+++ Vorliegender Text

Purgatorium RHIZ* –
ein Commons(Gemeingut)-Projekt

Über polyperspektivische Wahrnehmung, 1:10 Modelle von Träumen und Übersetzungsmodule im Real-Raum Stadt

2020 – open end

I.
Rhizom baut an einem Stadt-Körper: als Gedankengebäude, als Kreationsort positiver Traumata, als Refugium erhöhter Aufmerksamkeiten, als Schutzraum… mit der Vorstellung selbstverwalteter Wohn-, Arbeits- und Lebensräume im künstlerischen Kontext. Vereint in einem rhizomatischen Bau.

2020 werden Faltoperationen an Hand eines Modelles (1:10) in einem 3 Monate dauernden Prozess durchgeführt, Ideen durch Wände, Membranen und Grenzen gespielt, der Möglichkeitenraum an allen Ecken und Enden gedehnt. Das Modell wird im RHIZOM, Annenstraße 52, gebaut. Während des Projektzeitraumes wird intensiver Wissenstransfer stattfinden, der alle Aspekte, Perspektiven und Implikationen in einem offenen und öffentlichen Diskurs beleuchtet. Impliziert sind soziale, gesellschaftliche, raumpolitische und künstlerische Überlegungen, alternative Finanzierungs- und Organisationsmodelle wie Bausyndikat (D), HabiTAT (A), u.v.m.

Ziel ist ein 2-3 geschossiges Gebäude, das als gemeinschaftliches Wohnprojekt, als „Pension“ mit Privatzimmern und öffentlich zugänglichen Räumen dient. Eine gemischte Nutzungsform, die Durchlässigkeit und Intimität an einem Ort vereint. Wie viel individueller Rückzugsraum und wie viel gemeinschaftlich wie öffentlicher Raum sind notwendig?

Ausgehend von den eigenen aktuellen Lebens-, Arbeits- und Wohnsituationen richtet sich das Projekt an allein lebende ältere Menschen (~60+) aus dem sozialen wie künstlerischen Umfeld und allein erziehende Frauen mit Kindern. Die 31-jährige Rhizom-Geschichte dient als korrespondierendes Geflecht, wo an- und weitergeknüpft werden kann.

++++++
+++ Quellenauszug

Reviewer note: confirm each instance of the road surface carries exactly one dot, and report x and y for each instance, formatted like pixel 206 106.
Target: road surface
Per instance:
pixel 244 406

++++++

Schreibe aus dem Text über das Projekt Purgatorium RHIZ* die Stelle von „Rhizom baut an“ bis „einem rhizomatischen Bau.“ wortgetreu ab.

**Lösung**
Rhizom baut an einem Stadt-Körper: als Gedankengebäude, als Kreationsort positiver Traumata, als Refugium erhöhter Aufmerksamkeiten, als Schutzraum… mit der Vorstellung selbstverwalteter Wohn-, Arbeits- und Lebensräume im künstlerischen Kontext. Vereint in einem rhizomatischen Bau.